Kutipan Bacaan:
******
URAIAN SHALAWAT NARIYAH DAN LAIN-LAIN
Jawaban Terhadap Kaum Wahabi
Sahabat Abdullah bin Mas’ud radhiyallaahu ‘anhu berkata:
إِذَا صَلَّيْتُمْ عَلَى رَسُوْلِ اللهِ صَلىَّ اللهُ عَلَيْهِ وَسَلَّمَ فَأَحْسِنُوا الصَّلاةَ عَلَيْهِ، فَإِنَّكُمْ لاَ تَدْرُوْنَ لَعَلَّ ذَلِكَ يُعْرَضُ عَلَيْهِ، فَقَالُوْا لَهُ: فَعَلِّمْنَا، قَالَ: قُوْلُوْا: اللَّهُمَّ اجْعَلْ صَلَوَاتِكَ وَرَحْمَتَكَ وَبَرَكَاتِكَ عَلَى سَيِّدِ الْمُرْسَلِيْنَ وَإِمَامِ الْمُتَّقِيْنَ وَخَاتَمِ النَّبِيِّيْنَ مُحَمَّدٍ عَبْدِكَ وَرَسُوْلِكَ إِمَامِ الْخَيْرِ وَقَائِدِ الْخَيْرِ وَرَسُوْلِ الرَّحْمَةِ، اللَّهُمَّ ابْعَثْهُ مَقَامًا مَحْمُوْدًا يَغْبِطُهُ بِهِ اْلأَوَّلُوْنَ وَاْلآخِرُوْنَ. حديث صحيح رواه ابن ماجه (906)، وعبد الرزاق في المصنف (3109) وأبو يعلى في مسنده (5267)، والطبراني في المعجم الكبير (9/115)، وإسماعيل القاضي في فضل الصلاة على النبي صلى الله عليه وسلم (ص/59)، وذكره الشيخ ابن القيم في جلاء الأفهام (ص/36).
******
Catatan yang Ditampilkan:
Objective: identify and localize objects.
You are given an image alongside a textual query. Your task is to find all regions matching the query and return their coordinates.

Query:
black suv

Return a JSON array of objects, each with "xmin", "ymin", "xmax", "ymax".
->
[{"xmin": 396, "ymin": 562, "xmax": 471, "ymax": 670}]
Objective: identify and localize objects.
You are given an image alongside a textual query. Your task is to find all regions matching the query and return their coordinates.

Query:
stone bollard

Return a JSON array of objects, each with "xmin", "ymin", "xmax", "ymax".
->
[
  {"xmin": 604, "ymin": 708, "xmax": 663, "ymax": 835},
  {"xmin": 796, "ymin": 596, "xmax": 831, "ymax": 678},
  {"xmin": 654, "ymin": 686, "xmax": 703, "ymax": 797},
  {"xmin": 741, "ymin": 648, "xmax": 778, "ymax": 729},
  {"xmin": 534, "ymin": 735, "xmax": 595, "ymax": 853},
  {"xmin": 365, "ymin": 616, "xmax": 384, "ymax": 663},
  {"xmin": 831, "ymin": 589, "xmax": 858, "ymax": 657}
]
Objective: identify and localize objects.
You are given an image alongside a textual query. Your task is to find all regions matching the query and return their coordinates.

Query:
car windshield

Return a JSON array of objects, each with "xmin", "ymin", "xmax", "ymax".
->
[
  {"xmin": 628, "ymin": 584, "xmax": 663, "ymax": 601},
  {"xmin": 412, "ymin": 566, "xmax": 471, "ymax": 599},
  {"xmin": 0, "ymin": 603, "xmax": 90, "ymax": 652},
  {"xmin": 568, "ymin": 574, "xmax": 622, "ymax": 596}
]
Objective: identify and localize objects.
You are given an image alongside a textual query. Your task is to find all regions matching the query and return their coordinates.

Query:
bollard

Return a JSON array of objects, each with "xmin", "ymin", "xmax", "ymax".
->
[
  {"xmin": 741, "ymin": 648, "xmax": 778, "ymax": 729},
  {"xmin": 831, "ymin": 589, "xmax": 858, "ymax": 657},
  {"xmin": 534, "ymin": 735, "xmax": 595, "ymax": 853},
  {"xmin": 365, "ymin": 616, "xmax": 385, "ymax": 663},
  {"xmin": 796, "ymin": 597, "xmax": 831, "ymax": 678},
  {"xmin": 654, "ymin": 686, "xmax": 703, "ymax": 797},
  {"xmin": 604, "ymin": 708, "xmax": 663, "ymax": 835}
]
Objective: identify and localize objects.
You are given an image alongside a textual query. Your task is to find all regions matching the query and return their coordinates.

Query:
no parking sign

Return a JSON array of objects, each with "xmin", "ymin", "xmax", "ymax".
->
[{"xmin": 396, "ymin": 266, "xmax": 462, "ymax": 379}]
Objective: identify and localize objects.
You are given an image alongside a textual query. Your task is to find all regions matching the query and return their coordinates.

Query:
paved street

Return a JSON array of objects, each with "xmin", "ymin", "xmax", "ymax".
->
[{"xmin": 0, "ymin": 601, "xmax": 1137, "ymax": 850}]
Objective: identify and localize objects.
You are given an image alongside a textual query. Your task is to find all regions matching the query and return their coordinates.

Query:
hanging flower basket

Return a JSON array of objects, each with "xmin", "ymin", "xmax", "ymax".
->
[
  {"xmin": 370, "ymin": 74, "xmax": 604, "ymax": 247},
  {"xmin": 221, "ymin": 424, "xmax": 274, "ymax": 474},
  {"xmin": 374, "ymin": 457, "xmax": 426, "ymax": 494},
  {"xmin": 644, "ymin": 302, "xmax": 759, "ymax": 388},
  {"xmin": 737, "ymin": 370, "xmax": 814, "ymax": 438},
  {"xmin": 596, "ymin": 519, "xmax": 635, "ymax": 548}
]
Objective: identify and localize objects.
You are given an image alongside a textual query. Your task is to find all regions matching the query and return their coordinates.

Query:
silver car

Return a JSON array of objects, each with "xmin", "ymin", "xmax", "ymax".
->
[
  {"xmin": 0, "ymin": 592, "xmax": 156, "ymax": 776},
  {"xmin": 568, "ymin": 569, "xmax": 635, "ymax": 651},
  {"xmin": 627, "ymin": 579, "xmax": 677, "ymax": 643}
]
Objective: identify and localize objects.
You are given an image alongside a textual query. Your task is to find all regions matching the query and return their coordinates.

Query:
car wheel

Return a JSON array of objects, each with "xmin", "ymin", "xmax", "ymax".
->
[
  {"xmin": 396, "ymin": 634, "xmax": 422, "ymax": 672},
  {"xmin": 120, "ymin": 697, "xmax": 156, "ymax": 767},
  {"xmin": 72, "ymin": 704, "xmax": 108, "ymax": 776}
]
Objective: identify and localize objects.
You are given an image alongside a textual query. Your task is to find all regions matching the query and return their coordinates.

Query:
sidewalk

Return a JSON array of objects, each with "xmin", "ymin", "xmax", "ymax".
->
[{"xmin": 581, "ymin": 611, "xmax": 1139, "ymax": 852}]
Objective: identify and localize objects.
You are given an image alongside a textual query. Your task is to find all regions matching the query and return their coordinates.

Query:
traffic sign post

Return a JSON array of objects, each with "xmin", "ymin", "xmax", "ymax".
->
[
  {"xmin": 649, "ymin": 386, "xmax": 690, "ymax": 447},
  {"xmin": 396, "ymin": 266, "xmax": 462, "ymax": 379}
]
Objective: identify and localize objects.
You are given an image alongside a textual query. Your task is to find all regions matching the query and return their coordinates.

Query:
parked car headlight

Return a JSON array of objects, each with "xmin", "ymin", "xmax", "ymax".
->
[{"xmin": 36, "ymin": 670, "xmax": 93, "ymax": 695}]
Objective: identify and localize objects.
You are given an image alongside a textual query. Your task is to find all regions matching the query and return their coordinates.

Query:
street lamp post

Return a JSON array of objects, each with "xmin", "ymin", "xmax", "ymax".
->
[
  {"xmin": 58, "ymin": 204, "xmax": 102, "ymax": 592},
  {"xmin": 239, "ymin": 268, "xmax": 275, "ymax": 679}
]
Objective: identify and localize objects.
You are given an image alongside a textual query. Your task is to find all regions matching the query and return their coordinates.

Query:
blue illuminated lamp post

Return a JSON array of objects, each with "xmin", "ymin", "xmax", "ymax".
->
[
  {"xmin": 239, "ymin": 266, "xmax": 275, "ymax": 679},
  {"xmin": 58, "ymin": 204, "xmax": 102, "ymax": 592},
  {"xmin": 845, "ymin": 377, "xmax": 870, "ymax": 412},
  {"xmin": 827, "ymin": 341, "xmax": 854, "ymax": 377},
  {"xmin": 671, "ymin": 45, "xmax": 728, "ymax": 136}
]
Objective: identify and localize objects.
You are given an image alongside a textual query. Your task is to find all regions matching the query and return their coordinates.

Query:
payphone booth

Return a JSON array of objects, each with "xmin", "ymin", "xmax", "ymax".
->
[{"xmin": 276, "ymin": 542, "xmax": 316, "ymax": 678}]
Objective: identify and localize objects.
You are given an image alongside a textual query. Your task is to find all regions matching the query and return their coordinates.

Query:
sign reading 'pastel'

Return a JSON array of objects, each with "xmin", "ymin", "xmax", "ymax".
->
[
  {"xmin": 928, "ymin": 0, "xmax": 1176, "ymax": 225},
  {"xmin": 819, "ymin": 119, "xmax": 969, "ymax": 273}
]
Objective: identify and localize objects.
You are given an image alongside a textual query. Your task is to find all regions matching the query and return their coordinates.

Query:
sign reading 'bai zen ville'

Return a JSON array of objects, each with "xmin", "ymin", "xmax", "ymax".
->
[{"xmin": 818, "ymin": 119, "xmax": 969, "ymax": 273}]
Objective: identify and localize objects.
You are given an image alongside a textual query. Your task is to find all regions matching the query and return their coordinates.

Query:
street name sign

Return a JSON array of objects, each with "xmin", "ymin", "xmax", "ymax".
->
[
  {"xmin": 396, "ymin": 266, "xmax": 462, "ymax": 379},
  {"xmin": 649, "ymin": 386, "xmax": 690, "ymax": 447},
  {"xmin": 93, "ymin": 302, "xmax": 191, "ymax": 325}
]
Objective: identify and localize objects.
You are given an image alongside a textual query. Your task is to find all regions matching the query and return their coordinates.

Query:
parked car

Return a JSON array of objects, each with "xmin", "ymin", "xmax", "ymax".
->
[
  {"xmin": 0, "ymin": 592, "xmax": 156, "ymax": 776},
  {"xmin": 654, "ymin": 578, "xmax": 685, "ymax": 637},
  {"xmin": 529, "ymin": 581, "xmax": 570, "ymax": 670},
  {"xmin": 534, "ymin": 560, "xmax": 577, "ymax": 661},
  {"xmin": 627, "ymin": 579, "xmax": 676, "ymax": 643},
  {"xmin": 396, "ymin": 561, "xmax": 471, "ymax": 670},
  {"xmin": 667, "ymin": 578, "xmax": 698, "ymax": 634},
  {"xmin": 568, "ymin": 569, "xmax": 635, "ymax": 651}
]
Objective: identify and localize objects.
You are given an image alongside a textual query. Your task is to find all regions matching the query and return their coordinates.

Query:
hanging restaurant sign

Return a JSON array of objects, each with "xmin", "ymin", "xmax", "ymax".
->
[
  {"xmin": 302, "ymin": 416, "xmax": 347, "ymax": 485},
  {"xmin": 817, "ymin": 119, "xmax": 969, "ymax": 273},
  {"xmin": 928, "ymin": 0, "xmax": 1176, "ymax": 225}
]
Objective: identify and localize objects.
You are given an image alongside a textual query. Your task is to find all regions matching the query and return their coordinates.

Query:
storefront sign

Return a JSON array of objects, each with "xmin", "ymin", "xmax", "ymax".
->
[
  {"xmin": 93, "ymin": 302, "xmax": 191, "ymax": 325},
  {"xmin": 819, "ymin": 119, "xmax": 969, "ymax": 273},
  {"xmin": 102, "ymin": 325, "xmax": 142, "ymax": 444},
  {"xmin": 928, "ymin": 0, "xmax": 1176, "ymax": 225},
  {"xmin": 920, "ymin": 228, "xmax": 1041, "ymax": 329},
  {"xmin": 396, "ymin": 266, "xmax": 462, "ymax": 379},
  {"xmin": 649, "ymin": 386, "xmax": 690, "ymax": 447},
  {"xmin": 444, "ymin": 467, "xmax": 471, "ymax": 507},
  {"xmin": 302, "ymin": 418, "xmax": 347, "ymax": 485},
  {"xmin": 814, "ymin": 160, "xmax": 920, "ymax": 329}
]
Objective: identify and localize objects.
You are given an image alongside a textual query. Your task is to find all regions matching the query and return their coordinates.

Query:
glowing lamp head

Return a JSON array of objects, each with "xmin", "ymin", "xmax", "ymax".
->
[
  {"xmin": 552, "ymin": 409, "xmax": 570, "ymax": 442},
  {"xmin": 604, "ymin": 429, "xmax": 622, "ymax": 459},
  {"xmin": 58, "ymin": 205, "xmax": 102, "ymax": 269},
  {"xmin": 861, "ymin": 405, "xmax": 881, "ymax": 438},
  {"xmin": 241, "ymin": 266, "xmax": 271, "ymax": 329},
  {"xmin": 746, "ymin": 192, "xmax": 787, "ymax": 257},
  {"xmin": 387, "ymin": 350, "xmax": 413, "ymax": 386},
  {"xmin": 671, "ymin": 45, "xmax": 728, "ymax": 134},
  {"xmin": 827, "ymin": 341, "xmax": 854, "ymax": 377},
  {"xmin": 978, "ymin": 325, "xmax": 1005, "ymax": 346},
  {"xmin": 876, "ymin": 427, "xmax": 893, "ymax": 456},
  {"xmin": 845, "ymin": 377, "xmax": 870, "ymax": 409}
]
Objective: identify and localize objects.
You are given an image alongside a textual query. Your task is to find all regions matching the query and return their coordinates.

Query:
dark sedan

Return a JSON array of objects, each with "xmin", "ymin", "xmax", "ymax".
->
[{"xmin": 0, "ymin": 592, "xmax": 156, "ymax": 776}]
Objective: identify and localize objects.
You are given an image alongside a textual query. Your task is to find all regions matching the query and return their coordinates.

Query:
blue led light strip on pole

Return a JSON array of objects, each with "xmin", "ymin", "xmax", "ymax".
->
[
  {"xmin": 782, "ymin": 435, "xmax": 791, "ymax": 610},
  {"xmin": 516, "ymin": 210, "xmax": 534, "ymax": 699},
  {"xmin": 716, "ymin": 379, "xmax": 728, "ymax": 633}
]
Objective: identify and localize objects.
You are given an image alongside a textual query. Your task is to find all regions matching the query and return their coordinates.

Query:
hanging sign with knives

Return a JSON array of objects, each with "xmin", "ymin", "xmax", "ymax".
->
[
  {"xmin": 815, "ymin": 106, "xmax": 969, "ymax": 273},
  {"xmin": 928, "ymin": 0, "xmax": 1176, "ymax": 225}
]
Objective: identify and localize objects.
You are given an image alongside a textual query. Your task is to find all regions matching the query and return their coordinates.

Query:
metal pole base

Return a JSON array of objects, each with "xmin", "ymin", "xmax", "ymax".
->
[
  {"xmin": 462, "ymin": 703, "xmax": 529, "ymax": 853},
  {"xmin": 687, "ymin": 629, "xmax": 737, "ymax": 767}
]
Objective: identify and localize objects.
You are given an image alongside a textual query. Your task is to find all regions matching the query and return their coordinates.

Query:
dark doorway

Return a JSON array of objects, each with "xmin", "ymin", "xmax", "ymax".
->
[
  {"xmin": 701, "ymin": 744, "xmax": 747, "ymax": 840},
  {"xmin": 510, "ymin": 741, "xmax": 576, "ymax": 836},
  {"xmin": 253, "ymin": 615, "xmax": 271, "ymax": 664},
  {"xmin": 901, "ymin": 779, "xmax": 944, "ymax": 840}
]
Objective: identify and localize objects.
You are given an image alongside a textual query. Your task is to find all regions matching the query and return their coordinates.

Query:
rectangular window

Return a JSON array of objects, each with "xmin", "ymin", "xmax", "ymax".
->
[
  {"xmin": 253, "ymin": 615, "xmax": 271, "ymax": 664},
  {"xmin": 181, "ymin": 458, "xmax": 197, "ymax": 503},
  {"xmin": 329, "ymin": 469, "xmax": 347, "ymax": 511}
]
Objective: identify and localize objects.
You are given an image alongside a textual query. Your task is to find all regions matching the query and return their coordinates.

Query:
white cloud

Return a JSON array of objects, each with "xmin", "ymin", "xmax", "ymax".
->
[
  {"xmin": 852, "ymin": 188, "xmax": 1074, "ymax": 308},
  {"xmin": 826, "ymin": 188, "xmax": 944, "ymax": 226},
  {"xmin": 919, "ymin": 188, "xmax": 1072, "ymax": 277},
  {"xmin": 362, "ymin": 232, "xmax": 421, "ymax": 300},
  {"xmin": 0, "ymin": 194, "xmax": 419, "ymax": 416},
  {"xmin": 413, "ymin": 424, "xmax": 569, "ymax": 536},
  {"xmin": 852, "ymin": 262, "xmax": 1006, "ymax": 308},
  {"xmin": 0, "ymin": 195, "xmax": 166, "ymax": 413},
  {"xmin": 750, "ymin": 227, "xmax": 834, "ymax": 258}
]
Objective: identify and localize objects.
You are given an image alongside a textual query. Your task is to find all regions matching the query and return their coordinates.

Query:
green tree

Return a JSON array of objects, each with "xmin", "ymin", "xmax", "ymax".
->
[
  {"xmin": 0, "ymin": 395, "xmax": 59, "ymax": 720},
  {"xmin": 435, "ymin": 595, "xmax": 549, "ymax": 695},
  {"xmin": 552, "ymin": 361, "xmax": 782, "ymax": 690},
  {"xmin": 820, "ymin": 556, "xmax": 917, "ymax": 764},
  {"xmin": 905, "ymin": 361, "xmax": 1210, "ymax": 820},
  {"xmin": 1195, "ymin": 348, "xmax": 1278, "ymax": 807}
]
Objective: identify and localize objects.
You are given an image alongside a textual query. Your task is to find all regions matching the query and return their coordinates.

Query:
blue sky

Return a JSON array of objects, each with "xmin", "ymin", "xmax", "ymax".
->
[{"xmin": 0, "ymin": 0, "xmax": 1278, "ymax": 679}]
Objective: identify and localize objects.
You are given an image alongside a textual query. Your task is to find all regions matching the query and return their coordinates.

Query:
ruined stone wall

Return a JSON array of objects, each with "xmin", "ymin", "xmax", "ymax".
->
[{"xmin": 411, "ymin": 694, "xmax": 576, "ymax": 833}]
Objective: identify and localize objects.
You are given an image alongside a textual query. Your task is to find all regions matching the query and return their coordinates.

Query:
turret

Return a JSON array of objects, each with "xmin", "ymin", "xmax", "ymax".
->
******
Petunjuk Tugas: Sebutkan semua tokoh yang menurut kutipan bacaan meriwayatkan atau mencantumkan hadis dari Abdullah bin Mas'ud tersebut. Sertakan kitab dan nomor atau halaman rujukan yang tertera.

Hasil Latihan:
Ibnu Majah (nomor 906)
Abdurrazzaq dalam al-Mushannaf (nomor 3109)
Abu Ya'la dalam Musnad-nya (nomor 5267)
Ath-Thabrani dalam al-Mu'jam al-Kabir (9/115)
Isma'il al-Qadhi dalam Fadhl ash-Shalah 'ala an-Nabi (halaman 59)
Ibnu al-Qayyim dalam Jala' al-Afham (halaman 36)